» Task goal: Please quote the entries below word for word, starting at the line that contains "Review step: verify that every instance of the grass" and ending at the line that contains "Review step: verify that every instance of the dashed", both included.

» Supplied entries:

--- --- ---

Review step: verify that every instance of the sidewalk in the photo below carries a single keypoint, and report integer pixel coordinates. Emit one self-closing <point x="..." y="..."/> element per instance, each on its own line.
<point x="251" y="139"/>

--- --- ---

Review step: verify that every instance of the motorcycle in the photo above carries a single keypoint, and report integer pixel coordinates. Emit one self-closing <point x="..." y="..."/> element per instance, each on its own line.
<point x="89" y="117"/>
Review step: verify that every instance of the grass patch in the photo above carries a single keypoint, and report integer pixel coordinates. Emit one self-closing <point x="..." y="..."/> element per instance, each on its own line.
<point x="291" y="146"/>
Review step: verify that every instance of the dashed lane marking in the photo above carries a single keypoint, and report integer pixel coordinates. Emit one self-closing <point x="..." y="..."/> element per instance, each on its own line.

--- --- ---

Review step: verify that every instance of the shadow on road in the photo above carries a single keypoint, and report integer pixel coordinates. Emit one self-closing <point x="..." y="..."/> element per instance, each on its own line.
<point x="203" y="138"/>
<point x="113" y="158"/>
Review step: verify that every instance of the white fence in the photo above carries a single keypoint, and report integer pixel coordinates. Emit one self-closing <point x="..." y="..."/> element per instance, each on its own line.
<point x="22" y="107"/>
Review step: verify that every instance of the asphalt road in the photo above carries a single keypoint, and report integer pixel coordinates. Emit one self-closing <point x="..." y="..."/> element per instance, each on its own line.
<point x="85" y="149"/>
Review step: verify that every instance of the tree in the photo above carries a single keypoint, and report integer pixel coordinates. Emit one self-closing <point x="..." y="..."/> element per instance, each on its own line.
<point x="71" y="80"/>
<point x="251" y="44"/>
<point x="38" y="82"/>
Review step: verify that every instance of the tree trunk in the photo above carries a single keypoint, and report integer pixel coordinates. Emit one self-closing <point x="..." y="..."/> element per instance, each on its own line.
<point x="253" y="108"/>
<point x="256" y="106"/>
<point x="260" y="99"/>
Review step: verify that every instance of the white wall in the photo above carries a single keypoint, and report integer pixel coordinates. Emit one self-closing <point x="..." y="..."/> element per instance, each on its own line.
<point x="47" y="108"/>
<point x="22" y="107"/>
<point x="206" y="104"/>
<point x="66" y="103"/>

--- --- ---

» Full answer:
Review step: verify that every instance of the grass patch in the photo above carries a single keypoint, and report integer pixel coordinates. Emit one self-closing <point x="..." y="..."/> element per instance, each on its own line.
<point x="291" y="146"/>
Review step: verify that every instance of the dashed lane marking in the photo above carries a single keypoint, and report integer pixel coordinates. Emit one self-closing <point x="..." y="..."/> element per instance, each on its own line.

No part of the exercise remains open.